### PROVIDED INFORMATION
───

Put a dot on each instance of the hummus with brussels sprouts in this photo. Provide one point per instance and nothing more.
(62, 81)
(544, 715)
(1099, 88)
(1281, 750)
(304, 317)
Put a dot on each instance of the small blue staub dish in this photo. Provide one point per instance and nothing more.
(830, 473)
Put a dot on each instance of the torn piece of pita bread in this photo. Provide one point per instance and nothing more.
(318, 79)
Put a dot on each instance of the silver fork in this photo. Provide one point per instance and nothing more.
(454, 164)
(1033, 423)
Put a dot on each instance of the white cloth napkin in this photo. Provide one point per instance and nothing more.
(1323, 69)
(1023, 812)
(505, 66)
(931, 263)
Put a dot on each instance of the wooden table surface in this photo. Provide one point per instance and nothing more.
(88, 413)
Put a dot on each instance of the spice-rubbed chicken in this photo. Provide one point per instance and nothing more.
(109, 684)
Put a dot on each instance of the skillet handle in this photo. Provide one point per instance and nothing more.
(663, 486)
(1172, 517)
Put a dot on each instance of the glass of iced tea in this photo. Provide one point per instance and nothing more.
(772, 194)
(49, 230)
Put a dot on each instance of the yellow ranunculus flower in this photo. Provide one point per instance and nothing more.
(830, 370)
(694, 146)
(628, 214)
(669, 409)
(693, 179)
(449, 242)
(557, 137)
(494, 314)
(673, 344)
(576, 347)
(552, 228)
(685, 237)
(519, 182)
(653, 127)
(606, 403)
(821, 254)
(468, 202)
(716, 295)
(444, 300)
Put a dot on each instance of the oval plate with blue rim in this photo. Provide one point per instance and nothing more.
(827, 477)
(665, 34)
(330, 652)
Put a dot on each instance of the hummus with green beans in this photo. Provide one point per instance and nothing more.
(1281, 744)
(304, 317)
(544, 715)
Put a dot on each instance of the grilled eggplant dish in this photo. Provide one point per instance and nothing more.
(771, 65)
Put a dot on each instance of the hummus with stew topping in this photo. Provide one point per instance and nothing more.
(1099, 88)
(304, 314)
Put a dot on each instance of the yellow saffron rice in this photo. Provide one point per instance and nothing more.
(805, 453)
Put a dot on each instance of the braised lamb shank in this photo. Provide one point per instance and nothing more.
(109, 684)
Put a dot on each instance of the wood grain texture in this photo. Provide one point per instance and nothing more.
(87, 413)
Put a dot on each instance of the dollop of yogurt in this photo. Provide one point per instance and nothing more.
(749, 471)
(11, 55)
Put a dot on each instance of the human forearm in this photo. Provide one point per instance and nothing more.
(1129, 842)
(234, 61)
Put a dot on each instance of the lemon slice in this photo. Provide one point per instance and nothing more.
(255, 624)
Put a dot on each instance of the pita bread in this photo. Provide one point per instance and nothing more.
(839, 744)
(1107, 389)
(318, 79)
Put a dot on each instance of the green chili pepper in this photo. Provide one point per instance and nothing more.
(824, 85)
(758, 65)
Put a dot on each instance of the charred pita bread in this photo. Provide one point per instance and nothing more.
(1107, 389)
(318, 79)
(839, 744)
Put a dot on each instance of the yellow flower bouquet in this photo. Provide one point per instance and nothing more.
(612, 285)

───

Nothing should be left out: copy the material exactly.

### ANSWER SECTION
Put a dot on each instance of the hummus with brussels sprouts in this photo. Provide one point per instance and nothing more.
(62, 81)
(544, 715)
(1099, 88)
(1281, 750)
(304, 317)
Put a dot on each instance of the small blue staub dish in this photo. Provide one point per instance and nothing more.
(830, 473)
Put a dot on each instance of the torn piece of pita bread in this photo. Provide one point per instance and nothing more.
(318, 79)
Put a dot on each instance of the silver fork in this photo. Provide one point per instance and nothing more.
(454, 164)
(1033, 423)
Put a dot on each instance of the white cloth napkin in this photo. Provide one point per instance and nothing more.
(1323, 69)
(1023, 812)
(505, 66)
(931, 263)
Put a dot on each instance of the wooden table surface in this photo. Provide one point per instance and nothing more.
(88, 413)
Put a dot on each instance of the spice-rubbed chicken in this photo. Provide one point per instance and nothing more.
(109, 684)
Put a dot on each instance of the skillet handle in this photo. Provide one point per instance and nothing more.
(663, 486)
(1172, 517)
Put a dot on each instance of the glass of iced tea in this photo. Provide one point per instance and nothing more.
(772, 194)
(49, 230)
Put a dot on each instance of the yellow ranunculus flower in this photo. Provide one point per instance and nothing more.
(830, 370)
(694, 146)
(628, 214)
(669, 409)
(693, 179)
(449, 242)
(557, 137)
(494, 314)
(673, 344)
(576, 347)
(552, 228)
(685, 237)
(519, 182)
(653, 127)
(606, 403)
(821, 254)
(468, 202)
(716, 295)
(444, 300)
Put a dot on each instance of the oval plate with blue rim in this photo. Provide one point per instance and nothing more.
(827, 477)
(665, 34)
(330, 652)
Put a dot on each instance of the hummus with green beans in this photo. Provide one point per instance and nothing more.
(1281, 744)
(304, 317)
(544, 715)
Put a dot on each instance of the grilled eggplant dish in this photo. Provide one point per instance and nothing more.
(771, 65)
Put a dot on each instance of the hummus with stew topping in this photo. Provide one point per instance and nothing more.
(1099, 88)
(304, 314)
Put a dot on each instance of the yellow saffron rice in this photo. Provide one point per instance and nothing more.
(805, 453)
Put a dot on each instance of the braised lamb shank in this photo. Provide one point per instance and nothing more.
(109, 684)
Put a dot on each instance of the wood grain texture in this photo. Provide one point per instance and nothing more.
(87, 413)
Put a dot on each instance of the dollop of yogurt in this photo. Provide one point per instance and nothing more.
(749, 471)
(11, 55)
Put a dot on each instance of the human forearm in this photo. Provide one point per instance and nothing more.
(1129, 842)
(234, 61)
Put a dot on each instance of the lemon slice in this photo. Provide one point per instance and nothing more.
(255, 624)
Put a dot on each instance of the pita bread in this photo. Provide one point per instance and nothing more.
(839, 744)
(1107, 389)
(318, 79)
Put a dot on each instance of the green chili pepper in this photo. Provide one point per instance and nothing more.
(824, 85)
(758, 65)
Put a dot on each instance of the charred pita bread in this photo. Provide one point per instance and nothing more.
(1107, 389)
(318, 79)
(839, 744)
Put a dot on each instance of the yellow flower bouquet in this photo. Provide one point per instance and nothing more.
(612, 285)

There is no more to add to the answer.